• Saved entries
============================================================

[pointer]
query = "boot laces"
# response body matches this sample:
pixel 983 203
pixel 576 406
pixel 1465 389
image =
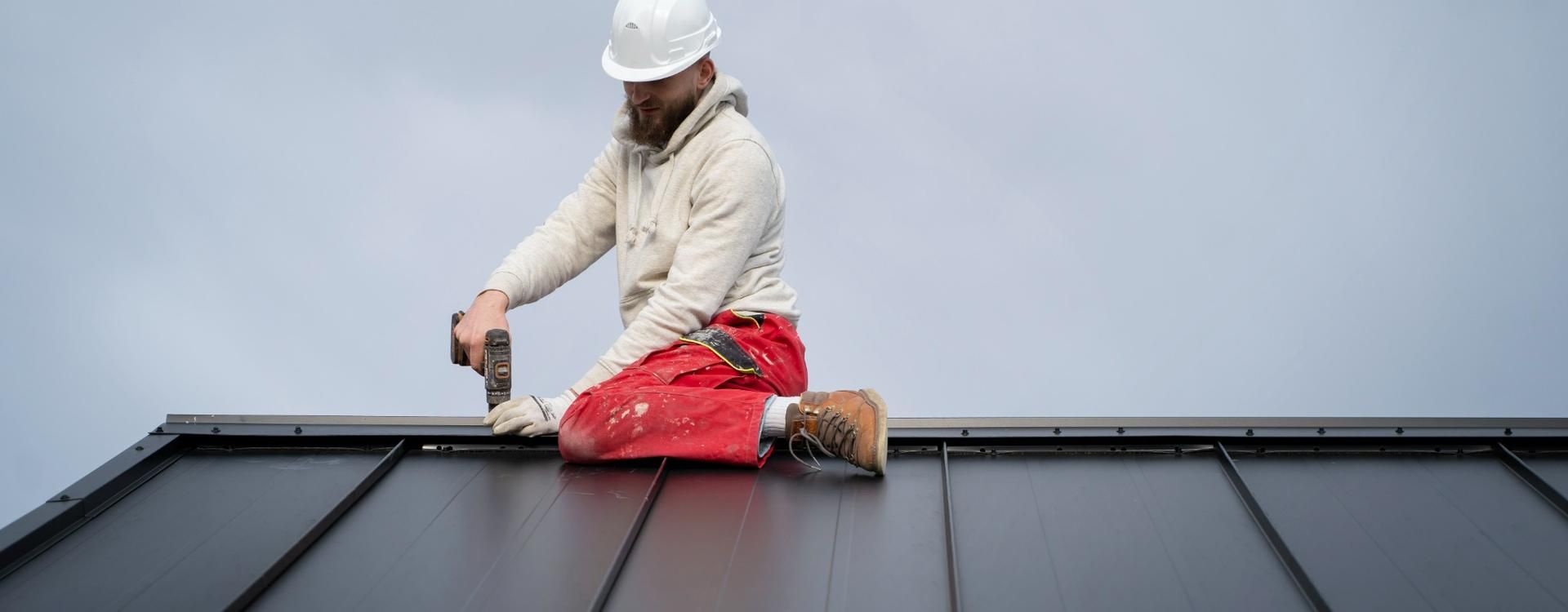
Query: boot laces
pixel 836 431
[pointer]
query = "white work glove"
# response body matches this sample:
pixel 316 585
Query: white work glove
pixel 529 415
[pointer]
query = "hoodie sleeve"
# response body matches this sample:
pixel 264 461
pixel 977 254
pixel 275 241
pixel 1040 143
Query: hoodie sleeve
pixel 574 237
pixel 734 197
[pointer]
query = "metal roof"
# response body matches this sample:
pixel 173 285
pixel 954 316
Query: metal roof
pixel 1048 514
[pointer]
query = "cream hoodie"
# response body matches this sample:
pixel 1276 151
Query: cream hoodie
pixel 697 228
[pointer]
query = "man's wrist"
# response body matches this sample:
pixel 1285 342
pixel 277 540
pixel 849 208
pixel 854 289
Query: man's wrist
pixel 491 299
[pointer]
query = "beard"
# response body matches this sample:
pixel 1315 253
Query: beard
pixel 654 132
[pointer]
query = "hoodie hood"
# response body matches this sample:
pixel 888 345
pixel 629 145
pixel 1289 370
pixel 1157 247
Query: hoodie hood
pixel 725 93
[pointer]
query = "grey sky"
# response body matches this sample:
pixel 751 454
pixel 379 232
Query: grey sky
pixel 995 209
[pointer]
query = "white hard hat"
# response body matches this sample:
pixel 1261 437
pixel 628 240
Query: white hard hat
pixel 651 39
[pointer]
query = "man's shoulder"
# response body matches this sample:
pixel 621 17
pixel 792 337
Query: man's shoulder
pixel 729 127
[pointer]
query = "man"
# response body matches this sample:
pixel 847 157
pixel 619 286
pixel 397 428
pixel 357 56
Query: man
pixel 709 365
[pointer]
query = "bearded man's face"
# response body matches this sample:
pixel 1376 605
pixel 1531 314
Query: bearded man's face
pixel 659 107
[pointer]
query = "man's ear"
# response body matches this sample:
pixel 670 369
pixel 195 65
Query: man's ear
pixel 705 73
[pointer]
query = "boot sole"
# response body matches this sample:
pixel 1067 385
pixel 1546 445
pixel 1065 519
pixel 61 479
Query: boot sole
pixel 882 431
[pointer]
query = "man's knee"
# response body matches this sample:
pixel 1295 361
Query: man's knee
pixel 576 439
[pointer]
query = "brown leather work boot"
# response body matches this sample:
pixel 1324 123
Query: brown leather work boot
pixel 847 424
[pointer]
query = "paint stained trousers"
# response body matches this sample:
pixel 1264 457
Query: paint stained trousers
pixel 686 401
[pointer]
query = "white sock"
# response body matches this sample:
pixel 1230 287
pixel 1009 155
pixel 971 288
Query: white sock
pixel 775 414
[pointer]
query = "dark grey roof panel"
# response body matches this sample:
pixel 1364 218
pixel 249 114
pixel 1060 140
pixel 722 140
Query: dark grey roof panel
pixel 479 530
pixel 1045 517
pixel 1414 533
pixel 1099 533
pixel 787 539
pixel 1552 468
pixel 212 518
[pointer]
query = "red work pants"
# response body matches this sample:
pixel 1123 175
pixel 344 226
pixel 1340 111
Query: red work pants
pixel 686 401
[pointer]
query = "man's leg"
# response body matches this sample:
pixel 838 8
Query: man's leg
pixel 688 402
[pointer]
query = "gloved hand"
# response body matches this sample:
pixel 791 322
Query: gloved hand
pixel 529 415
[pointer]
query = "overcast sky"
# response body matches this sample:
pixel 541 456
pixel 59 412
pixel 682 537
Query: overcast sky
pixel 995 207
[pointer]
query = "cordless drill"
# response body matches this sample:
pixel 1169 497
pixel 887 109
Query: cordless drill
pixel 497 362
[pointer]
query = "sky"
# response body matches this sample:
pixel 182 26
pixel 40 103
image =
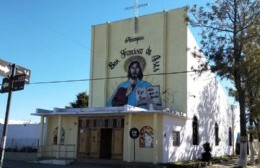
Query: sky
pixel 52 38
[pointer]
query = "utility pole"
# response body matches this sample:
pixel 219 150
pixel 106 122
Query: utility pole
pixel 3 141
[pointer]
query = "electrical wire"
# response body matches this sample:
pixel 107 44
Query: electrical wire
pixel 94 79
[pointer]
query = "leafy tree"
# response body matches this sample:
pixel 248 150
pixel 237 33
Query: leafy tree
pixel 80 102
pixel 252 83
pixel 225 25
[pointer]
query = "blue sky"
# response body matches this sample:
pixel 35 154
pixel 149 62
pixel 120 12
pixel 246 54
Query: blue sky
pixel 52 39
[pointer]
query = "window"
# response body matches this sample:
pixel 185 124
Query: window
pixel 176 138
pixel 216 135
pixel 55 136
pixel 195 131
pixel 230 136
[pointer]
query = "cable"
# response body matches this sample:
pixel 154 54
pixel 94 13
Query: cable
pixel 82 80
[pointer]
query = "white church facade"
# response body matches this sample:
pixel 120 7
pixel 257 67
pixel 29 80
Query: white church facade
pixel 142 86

============================================================

When you copy the data above, reproduce each line exactly and skip every image.

• ANSWER SECTION
[pointer]
query = "boot laces"
# response body matches this sample:
pixel 983 203
pixel 576 406
pixel 1465 389
image =
Query: boot laces
pixel 836 431
[pointer]
query = "white work glove"
# response body matches this sample:
pixel 316 585
Query: white work glove
pixel 529 415
[pointer]
query = "hoodie sleeve"
# response body matches this sample:
pixel 264 461
pixel 977 254
pixel 275 241
pixel 1040 143
Query: hoodie sleeve
pixel 574 237
pixel 734 197
[pointer]
query = "metal roof"
# response body matches this sample:
pixel 173 285
pixel 954 316
Query: metal roof
pixel 1048 514
[pointer]
query = "cream hoodie"
# response body matches this sample:
pixel 1276 151
Query: cream hoodie
pixel 697 228
[pointer]
query = "man's wrist"
# response body matches this sample:
pixel 1285 342
pixel 277 540
pixel 849 208
pixel 854 289
Query: man's wrist
pixel 491 299
[pointer]
query = "beard"
# response body matches this sample:
pixel 1315 253
Query: beard
pixel 654 132
[pointer]
query = "hoodie hood"
# response body matches this sample:
pixel 888 345
pixel 629 145
pixel 1289 370
pixel 1157 247
Query: hoodie hood
pixel 725 93
[pointer]
query = "grey sky"
# response body matches this sample:
pixel 751 454
pixel 379 232
Query: grey sky
pixel 995 209
[pointer]
query = "white hard hat"
# response body matches this sample:
pixel 1261 437
pixel 628 240
Query: white hard hat
pixel 651 39
[pointer]
query = "man's shoulder"
# response body matches this sample:
pixel 621 17
pixel 792 337
Query: man's shoulder
pixel 729 127
[pointer]
query = "man"
# response body matches this sample:
pixel 847 157
pixel 619 286
pixel 397 428
pixel 357 56
Query: man
pixel 709 365
[pointer]
query = "bearded man's face"
# response body matches this sample:
pixel 1376 605
pixel 1531 314
Query: bearded man's face
pixel 659 107
[pointer]
query = "man's ear"
# response body matches this sample:
pixel 670 369
pixel 195 65
Query: man's ear
pixel 705 73
[pointer]
query = "boot sole"
# response body matches this sample:
pixel 1067 385
pixel 1546 445
pixel 1065 519
pixel 61 479
Query: boot sole
pixel 882 431
[pointer]
query = "man's knee"
# response body matches this sample:
pixel 1295 361
Query: man's knee
pixel 576 439
[pointer]
query = "brown leather work boot"
# response body matches this sample:
pixel 1324 123
Query: brown leather work boot
pixel 847 424
[pointer]
query = "paint stained trousers"
# response body matches this sample:
pixel 1264 457
Query: paint stained trousers
pixel 686 401
[pointer]
query = "white sock"
# response body matches this sample:
pixel 1230 287
pixel 1009 155
pixel 971 288
Query: white sock
pixel 775 414
[pointer]
query = "dark grey roof panel"
# response body matches this sample:
pixel 1364 218
pixel 249 114
pixel 1060 140
pixel 722 140
Query: dark grey roof panel
pixel 479 530
pixel 1045 517
pixel 1414 533
pixel 1099 533
pixel 787 539
pixel 1552 468
pixel 212 518
[pointer]
query = "red work pants"
# response body matches this sample:
pixel 1123 175
pixel 344 226
pixel 1340 111
Query: red work pants
pixel 686 401
[pointer]
query = "man's leg"
# response body matches this sample:
pixel 838 8
Query: man's leg
pixel 688 402
[pointer]
query = "gloved hand"
# response body matches this sample:
pixel 791 322
Query: gloved hand
pixel 529 415
[pointer]
query = "overcast sky"
# response body matches this sample:
pixel 541 456
pixel 59 412
pixel 682 537
Query: overcast sky
pixel 995 207
[pointer]
query = "cordless drill"
# response body matches this sample:
pixel 1169 497
pixel 887 109
Query: cordless drill
pixel 497 362
[pointer]
query = "sky"
# response body matches this sample:
pixel 182 26
pixel 40 103
image =
Query: sky
pixel 52 38
[pointer]
query = "utility pole"
# response body matches this sample:
pixel 219 150
pixel 106 122
Query: utility pole
pixel 3 141
[pointer]
query = "electrical wire"
# response body matches this sample:
pixel 107 44
Query: electrical wire
pixel 94 79
[pointer]
query = "leafy tree"
# response body matches this sample:
pixel 248 150
pixel 237 33
Query: leafy tree
pixel 80 102
pixel 252 83
pixel 225 25
[pointer]
query = "blue sky"
# response body matches this sample:
pixel 35 154
pixel 149 62
pixel 120 12
pixel 246 54
Query: blue sky
pixel 52 39
[pointer]
query = "window"
# response body matches this sample:
pixel 185 124
Query: window
pixel 176 138
pixel 216 135
pixel 55 136
pixel 195 131
pixel 230 136
[pointer]
query = "cable"
# response body matches this sample:
pixel 154 54
pixel 94 13
Query: cable
pixel 82 80
[pointer]
query = "white church facade"
# response body matches this sample:
pixel 120 7
pixel 257 67
pixel 29 80
Query: white church facade
pixel 142 86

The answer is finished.